§ **Problème 1**:
Répondez à ces questions sur la tribune :
(a) Durant quel mois la tribune appelle-t-elle à placer la question palestinienne au cœur des mobilisations ?
(b) Quelle inscription figurait sur le drapeau arc-en-ciel déployé par le soldat ?
(c) Dans quel quartier se trouvait le champ de ruines visible en arrière-plan de la photo ?

« Pas de fiertés sans la Palestine »
TRIBUNE. En ce « mois des fiertés », un texte signé par des organisations et des personnalités invite à dénoncer le ‘pinkwashing’ du gouvernement israélien et à mettre la question palestinienne au cœur des revendications LGBTQIA+.
En ce mois de juin, mois de lutte pour les droits des personnes LGBTQIA+, nous appelons à mettre la question palestinienne au cœur de nos mobilisations. Nous refusons d’être complices de toute tentative de pinkwashing (1) de la part du gouvernement israélien.
Procédé utilisé par un État, organisation, entreprise, etc. dans le but de se donner une image progressiste et engagée pour les droits LGBTQIA+.
En novembre dernier, une image nous a glacé le sang. Une photo. Celle d’un soldat Israëlien à Gaza déployant un drapeau arc-en-ciel sur lequel on pouvait lire « In the name of love ». En arrière-plan, un champ de ruines à Al-Atatra, un quartier au nord-ouest de la ville de Beit Lahia, au nord de la bande de Gaza. Effroyable. Comment avons-nous pu en arriver là ? Comment pouvons-nous entendre qu’une armée ayant pour but d’anéantir une population, affirme garantir la liberté des personnes LGBTQIA+ ? À l’heure où l’on déplore plus de 38 000 morts, dont 15 000 enfants, il est nécessaire de questionner le rôle des organisations LGBTQIA+ dans la lutte contre l’État génocidaire.

§ **Problème 2**:
Affichez toutes les lignes qui contiennent la chaîne « marbled ».

(Entrées enregistrées)
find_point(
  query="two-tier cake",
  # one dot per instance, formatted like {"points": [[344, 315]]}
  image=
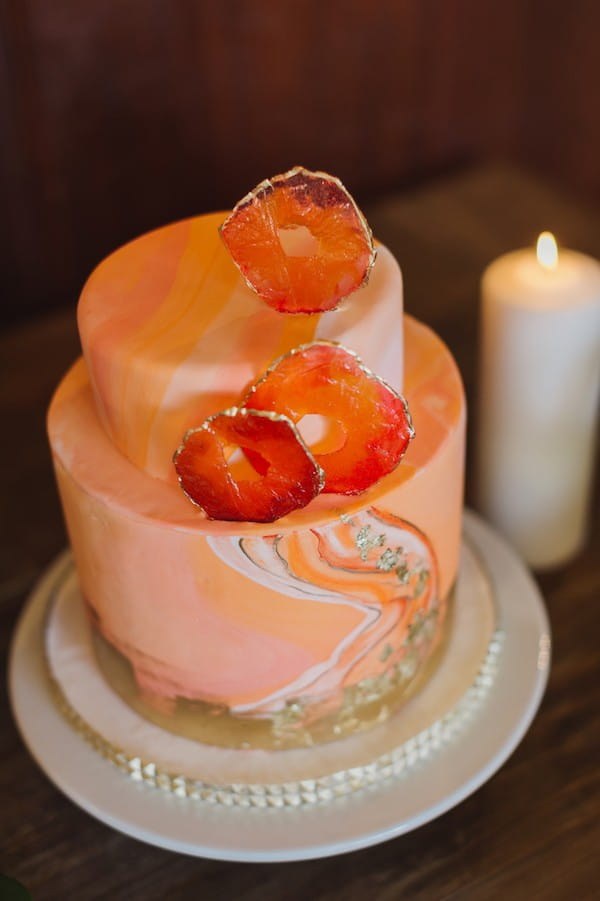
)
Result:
{"points": [[240, 633]]}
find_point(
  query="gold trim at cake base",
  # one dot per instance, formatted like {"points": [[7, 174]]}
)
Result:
{"points": [[301, 722]]}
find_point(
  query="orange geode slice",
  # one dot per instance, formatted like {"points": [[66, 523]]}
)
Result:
{"points": [[325, 379], [300, 241], [292, 477]]}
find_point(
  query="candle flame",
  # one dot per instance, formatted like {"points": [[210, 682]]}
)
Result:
{"points": [[547, 251]]}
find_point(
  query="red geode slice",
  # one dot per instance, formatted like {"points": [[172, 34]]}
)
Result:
{"points": [[325, 379], [292, 477], [300, 241]]}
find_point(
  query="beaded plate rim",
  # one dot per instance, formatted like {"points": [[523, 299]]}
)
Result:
{"points": [[394, 764], [385, 811]]}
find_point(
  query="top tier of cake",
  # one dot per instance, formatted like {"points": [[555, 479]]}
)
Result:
{"points": [[171, 334]]}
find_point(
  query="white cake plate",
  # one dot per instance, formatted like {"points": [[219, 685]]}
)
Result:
{"points": [[371, 815]]}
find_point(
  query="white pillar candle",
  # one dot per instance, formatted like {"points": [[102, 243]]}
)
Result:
{"points": [[539, 389]]}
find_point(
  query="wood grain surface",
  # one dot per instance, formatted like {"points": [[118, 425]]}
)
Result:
{"points": [[531, 832], [120, 115]]}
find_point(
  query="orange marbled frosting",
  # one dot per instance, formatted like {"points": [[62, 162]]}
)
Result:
{"points": [[248, 616]]}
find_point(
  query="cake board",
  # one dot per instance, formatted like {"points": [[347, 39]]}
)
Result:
{"points": [[434, 776]]}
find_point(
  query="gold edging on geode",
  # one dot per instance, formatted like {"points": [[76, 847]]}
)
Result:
{"points": [[231, 412], [372, 376], [270, 184]]}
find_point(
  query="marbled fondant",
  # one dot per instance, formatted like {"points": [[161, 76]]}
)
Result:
{"points": [[254, 619]]}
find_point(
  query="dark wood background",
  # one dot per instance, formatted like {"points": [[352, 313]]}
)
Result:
{"points": [[531, 833], [120, 115]]}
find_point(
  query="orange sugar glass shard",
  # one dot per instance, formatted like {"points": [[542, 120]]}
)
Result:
{"points": [[325, 379], [292, 478], [300, 241]]}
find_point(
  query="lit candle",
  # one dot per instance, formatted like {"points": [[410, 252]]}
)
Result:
{"points": [[539, 389]]}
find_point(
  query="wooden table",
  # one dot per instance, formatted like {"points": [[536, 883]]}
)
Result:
{"points": [[533, 831]]}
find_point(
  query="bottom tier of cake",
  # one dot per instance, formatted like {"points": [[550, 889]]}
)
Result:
{"points": [[251, 636]]}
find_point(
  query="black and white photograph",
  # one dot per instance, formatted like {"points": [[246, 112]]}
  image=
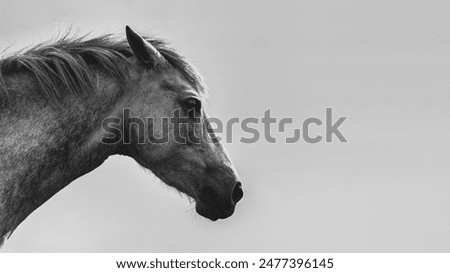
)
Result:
{"points": [[215, 127]]}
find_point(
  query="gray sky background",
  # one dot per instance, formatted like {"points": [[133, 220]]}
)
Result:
{"points": [[384, 64]]}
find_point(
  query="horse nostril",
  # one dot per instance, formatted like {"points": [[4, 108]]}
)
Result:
{"points": [[238, 193]]}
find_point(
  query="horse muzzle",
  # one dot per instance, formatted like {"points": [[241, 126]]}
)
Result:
{"points": [[214, 206]]}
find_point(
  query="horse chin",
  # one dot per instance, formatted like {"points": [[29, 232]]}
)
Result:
{"points": [[211, 212]]}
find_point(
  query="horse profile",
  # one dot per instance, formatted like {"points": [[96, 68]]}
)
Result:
{"points": [[55, 98]]}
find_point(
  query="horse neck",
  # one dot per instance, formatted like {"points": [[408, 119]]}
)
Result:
{"points": [[43, 149]]}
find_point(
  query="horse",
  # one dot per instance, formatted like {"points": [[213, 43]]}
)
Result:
{"points": [[56, 96]]}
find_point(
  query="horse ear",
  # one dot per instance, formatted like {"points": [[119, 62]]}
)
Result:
{"points": [[142, 49]]}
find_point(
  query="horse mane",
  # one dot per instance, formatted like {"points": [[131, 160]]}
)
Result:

§ **Corrigé 1**:
(a) En juin.
(b) « In the name of love ».
(c) À Al-Atatra, un quartier au nord-ouest de la ville de Beit Lahia, au nord de la bande de Gaza.

§ **Corrigé 2**:
  query="orange marbled frosting",
  query="marbled fondant",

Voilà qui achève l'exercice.